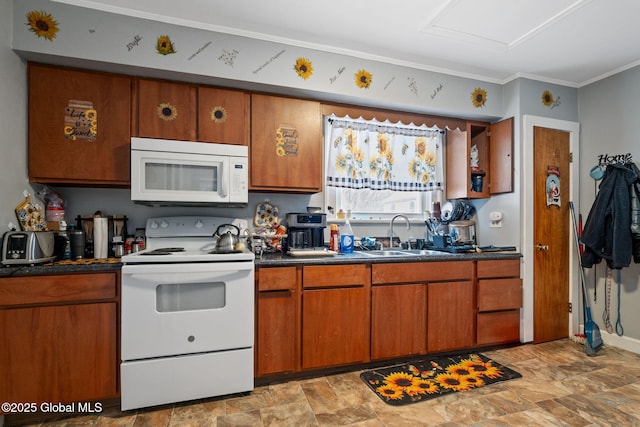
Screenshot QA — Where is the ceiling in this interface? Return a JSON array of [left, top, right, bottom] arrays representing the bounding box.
[[53, 0, 640, 87]]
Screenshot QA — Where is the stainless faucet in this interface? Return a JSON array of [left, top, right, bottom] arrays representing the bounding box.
[[389, 214, 410, 248]]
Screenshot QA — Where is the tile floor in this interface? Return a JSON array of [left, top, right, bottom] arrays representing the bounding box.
[[9, 339, 640, 426]]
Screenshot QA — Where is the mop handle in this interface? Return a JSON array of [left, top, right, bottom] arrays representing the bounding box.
[[616, 269, 624, 336]]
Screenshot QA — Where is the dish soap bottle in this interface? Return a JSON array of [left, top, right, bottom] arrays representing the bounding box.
[[340, 220, 354, 254]]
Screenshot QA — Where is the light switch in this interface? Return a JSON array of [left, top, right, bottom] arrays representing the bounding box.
[[490, 211, 503, 228]]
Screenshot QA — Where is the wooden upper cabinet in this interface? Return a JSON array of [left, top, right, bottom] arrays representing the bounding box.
[[28, 63, 131, 186], [135, 79, 196, 141], [446, 117, 513, 199], [250, 94, 322, 192], [198, 86, 249, 145], [488, 117, 514, 195]]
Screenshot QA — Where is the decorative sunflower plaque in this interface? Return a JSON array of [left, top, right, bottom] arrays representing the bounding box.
[[64, 100, 97, 141], [276, 125, 298, 157], [210, 106, 227, 123]]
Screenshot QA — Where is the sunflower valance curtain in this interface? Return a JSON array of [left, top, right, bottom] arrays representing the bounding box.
[[325, 115, 444, 191]]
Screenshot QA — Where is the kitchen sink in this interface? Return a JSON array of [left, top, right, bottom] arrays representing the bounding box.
[[359, 250, 413, 257], [358, 248, 445, 257]]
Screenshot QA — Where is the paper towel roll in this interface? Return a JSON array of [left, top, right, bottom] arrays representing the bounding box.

········

**AIM OF THE EXERCISE**
Each line from the one containing "Screenshot QA — Where is the kitchen" through the end of the material must be returned exactly; no other line should appear.

**TASK ANSWER**
Screenshot QA — Where is the kitchen sink in this interface? Return a JSON array of [left, top, right, bottom] arrays representing the bounding box.
[[359, 250, 413, 257], [358, 248, 445, 257]]
Screenshot QA — Where is the paper towel roll in this interface? Return a JSON array of [left, top, right, bottom] arrays representing the bounding box.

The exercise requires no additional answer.